Document
╭──

Tuesday, April 20, 2010

420 the Adult Way, Days 109 and 110

It took me a while to realize what day it was. Friends I haven't talked to in a while hit me up to say let's hang and some friends just backed away from hanging out. Then a friend from high school posted on her facebook status that she was burning sage to smudge her house, the adult way to celebrate 420.

That simple comment made me reminisce about the past especially since I've been feeling a little trapped lately. I can't imagine my future too clearly, so all I have to focus on is the past. Plus with another friend from high school visiting me this weekend, I was already thinking of high school and what it was like, what I was like.

Weed was never my kind of drug. I don't enjoy slowing down my mind or calming down. I should, but I don't. As an obsessive compulsive, I find comfort in my demented over-thinking that distracts me from my thoughts and intense emotions. I've become attached to them. The idea of disconnecting with it is off putting. Plus I'm just so unpracticed at minimal brain activity that it nearly feels unnatural.

I do crazy stuff all the time, but it has to feel right. Even the smallest of mundane activities turn me off if it's not my thing like crossing the street on a red light. 420 is like the super bowl for me. It's when everyone has plans and has a blast, but it's like my National Anti-Social Holiday. And that's okay. I should just prepare for it better.

Since I forgot about what today was I didn't have anything planned, but I liked the idea of cleansing my apartment. I live with four other girls. One girl exploits her sexuality, is vacuous, and superficial. She apparently likes me because she considers me to be attractive, but I don't respect her. I believe that carrying such a discriminating perspective in life manifests energy that exploits vanity, and I don't want it polluting mine. My ex was here recently. A guy who was once my friend threatened me and has been stalking my roommate. Our last encounter was an unpleasant one where he barged into my place, and I live in the living room.

The living room welcomes any energy negative that circulates right outside of where I live. And let me tell you this place is contaminated! You have the "neighborly" hostility between the rockers and the quiet family, the wannabe rebel tweens that lead their chaotic lives, and the few untainted, reclusive individuals that harbor their own karma, and it might have floated into my space. Not to forget the soul sucker of this complex who religiously bangs and rings this unit to the beat of my pulsating headache.

So as you can see, smudging my living quarters is a magical idea! I did it rather unceremoniously by lighting my sage on the kitchen burner and just swirling it around until a thick white fog coated the air. While I was doing this I was thinking about how much more fulfilling this is and how empowering it is for me. Sage is meant to cleanse the air of negative qualities, negative qualities that burden us and enslave us of our past karma.

╰──

Stored data

╭──

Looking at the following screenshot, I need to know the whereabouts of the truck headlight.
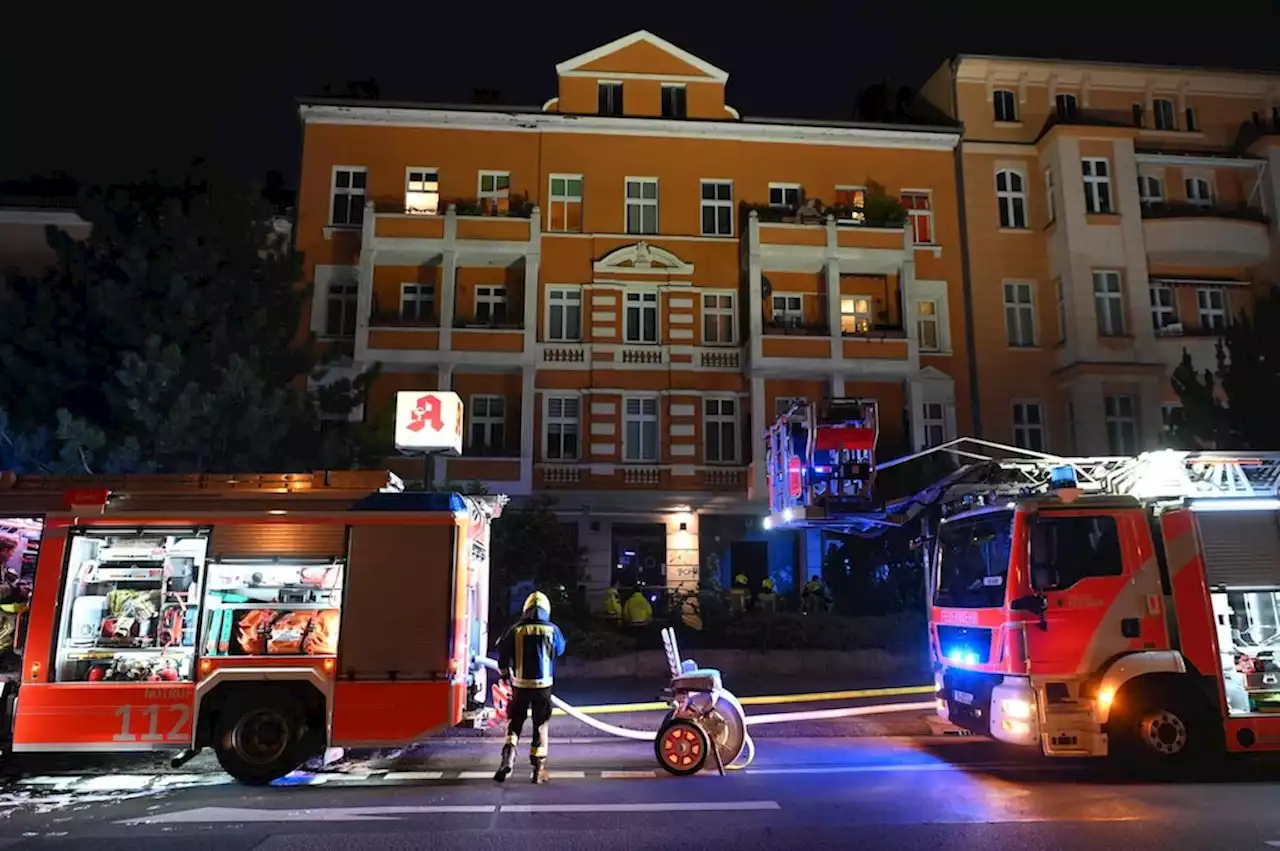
[1000,699,1034,718]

╰──

Exercise
According to the post about 420, where did the writer light the sage before smudging the apartment? Rely only on the text, not on the data.

Correct answer
On the kitchen burner.